What this task involves |
Count the lines in the material below that contain the word "covered" and give only that number.

[Listed entries start]

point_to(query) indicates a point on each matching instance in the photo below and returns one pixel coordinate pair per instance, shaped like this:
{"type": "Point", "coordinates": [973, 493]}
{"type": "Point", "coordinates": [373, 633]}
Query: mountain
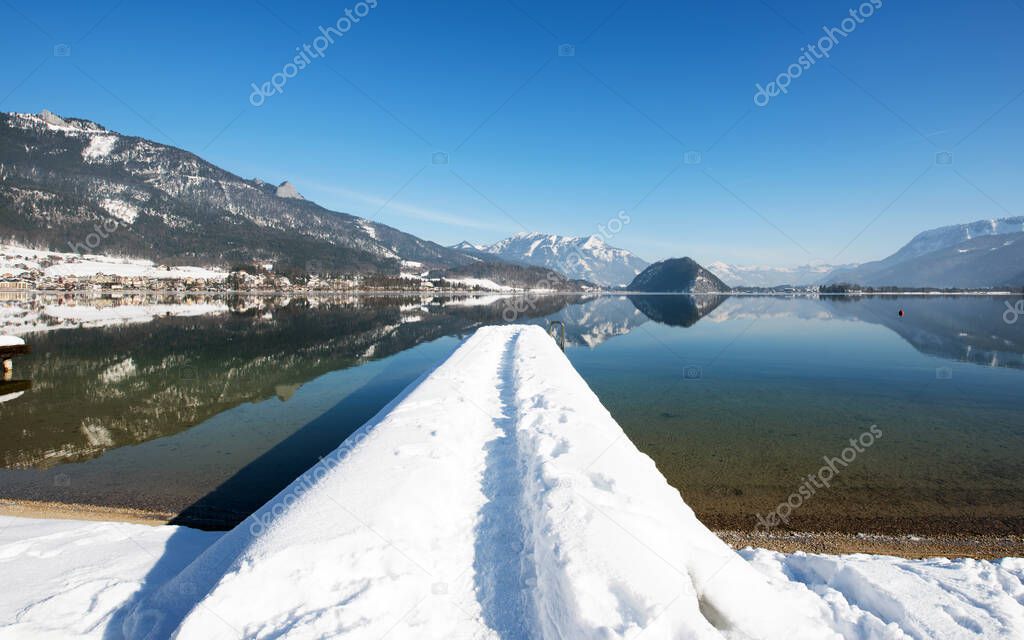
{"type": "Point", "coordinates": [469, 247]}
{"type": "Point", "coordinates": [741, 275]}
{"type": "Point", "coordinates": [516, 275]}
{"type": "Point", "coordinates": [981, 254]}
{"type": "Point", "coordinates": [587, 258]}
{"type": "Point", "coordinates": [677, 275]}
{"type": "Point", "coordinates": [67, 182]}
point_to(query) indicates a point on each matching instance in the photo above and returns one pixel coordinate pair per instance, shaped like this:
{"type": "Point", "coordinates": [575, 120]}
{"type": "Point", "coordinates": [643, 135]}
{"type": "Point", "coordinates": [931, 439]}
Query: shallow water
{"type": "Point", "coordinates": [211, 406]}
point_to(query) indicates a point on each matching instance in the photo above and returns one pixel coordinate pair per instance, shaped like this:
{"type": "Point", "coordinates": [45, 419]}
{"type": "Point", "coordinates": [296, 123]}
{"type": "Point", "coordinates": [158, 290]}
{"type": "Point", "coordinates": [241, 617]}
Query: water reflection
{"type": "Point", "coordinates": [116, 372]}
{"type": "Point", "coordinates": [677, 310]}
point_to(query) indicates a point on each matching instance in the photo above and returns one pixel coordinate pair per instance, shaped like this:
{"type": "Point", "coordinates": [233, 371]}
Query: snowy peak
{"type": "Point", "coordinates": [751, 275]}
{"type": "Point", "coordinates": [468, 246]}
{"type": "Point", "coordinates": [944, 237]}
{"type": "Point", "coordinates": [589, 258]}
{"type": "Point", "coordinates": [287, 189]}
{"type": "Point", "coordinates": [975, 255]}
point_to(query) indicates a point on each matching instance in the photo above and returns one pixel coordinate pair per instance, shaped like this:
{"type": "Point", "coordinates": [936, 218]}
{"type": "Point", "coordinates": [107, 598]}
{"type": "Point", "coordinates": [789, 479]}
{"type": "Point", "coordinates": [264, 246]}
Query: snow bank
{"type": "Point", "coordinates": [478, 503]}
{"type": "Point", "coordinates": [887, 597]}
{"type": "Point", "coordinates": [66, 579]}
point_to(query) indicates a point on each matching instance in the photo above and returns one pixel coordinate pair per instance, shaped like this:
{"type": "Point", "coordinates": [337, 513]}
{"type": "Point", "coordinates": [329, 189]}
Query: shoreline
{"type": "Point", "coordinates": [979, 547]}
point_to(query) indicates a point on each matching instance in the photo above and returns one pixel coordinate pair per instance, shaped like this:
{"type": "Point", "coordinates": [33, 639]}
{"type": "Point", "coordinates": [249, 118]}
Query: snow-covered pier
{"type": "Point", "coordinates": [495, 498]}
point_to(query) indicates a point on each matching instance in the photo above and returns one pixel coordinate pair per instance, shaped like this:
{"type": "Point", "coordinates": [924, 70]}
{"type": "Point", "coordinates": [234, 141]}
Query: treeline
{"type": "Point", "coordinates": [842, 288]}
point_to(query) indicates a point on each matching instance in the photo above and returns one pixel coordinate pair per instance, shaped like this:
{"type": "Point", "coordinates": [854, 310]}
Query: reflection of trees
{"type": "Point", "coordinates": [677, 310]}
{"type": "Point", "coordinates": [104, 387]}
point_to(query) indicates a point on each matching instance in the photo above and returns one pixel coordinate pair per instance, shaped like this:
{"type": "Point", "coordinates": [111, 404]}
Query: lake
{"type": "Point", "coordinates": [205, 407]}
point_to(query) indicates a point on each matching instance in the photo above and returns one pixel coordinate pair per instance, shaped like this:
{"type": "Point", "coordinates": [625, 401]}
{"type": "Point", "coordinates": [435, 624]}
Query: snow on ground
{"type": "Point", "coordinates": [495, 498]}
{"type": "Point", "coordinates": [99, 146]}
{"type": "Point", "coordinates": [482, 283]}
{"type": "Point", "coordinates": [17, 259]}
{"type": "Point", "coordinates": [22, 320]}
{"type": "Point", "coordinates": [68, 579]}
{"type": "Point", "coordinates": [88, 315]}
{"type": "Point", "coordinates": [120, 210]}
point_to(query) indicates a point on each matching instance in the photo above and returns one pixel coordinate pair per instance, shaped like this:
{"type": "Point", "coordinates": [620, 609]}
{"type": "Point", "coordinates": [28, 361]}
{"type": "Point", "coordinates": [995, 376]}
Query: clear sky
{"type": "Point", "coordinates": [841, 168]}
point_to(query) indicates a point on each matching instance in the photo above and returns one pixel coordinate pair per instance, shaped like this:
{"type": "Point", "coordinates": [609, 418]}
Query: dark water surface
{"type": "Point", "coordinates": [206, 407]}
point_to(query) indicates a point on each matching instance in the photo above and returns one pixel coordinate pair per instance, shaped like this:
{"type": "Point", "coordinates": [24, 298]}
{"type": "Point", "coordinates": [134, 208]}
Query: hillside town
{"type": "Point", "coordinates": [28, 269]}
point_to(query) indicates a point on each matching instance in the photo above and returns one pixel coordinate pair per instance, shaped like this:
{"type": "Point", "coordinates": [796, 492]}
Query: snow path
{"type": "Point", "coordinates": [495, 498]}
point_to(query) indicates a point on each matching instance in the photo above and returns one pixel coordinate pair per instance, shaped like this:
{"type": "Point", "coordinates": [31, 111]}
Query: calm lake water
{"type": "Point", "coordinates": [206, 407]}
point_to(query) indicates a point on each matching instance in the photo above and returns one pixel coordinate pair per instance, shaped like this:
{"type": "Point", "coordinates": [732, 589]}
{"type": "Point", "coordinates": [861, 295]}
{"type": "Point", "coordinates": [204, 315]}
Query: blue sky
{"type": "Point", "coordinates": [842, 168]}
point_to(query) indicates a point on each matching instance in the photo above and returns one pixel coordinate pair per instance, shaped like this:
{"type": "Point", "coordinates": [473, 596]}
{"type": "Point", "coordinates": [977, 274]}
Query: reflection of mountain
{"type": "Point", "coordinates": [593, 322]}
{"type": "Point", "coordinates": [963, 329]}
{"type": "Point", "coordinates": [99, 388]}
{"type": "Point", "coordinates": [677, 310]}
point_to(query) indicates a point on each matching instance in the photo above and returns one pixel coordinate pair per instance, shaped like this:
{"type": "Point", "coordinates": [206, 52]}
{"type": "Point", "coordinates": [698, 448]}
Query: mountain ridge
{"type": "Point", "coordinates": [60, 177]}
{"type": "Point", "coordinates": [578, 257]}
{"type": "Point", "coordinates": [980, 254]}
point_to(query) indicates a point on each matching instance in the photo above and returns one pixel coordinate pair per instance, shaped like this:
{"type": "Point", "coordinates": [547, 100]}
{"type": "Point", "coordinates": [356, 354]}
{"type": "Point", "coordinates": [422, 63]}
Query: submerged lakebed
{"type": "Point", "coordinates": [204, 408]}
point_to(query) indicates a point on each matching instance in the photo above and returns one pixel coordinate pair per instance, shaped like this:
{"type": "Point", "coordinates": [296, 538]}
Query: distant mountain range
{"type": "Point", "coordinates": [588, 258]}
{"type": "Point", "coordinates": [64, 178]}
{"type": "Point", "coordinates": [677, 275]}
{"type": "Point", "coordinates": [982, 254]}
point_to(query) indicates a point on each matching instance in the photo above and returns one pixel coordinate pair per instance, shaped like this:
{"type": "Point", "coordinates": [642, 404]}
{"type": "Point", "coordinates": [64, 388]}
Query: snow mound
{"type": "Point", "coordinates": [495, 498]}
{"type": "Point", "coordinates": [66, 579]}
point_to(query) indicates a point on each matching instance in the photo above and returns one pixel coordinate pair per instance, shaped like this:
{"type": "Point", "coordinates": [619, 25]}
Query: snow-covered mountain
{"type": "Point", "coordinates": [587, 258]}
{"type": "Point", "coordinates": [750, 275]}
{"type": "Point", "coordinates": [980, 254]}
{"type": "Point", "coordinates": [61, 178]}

[Listed entries end]

Task solution |
2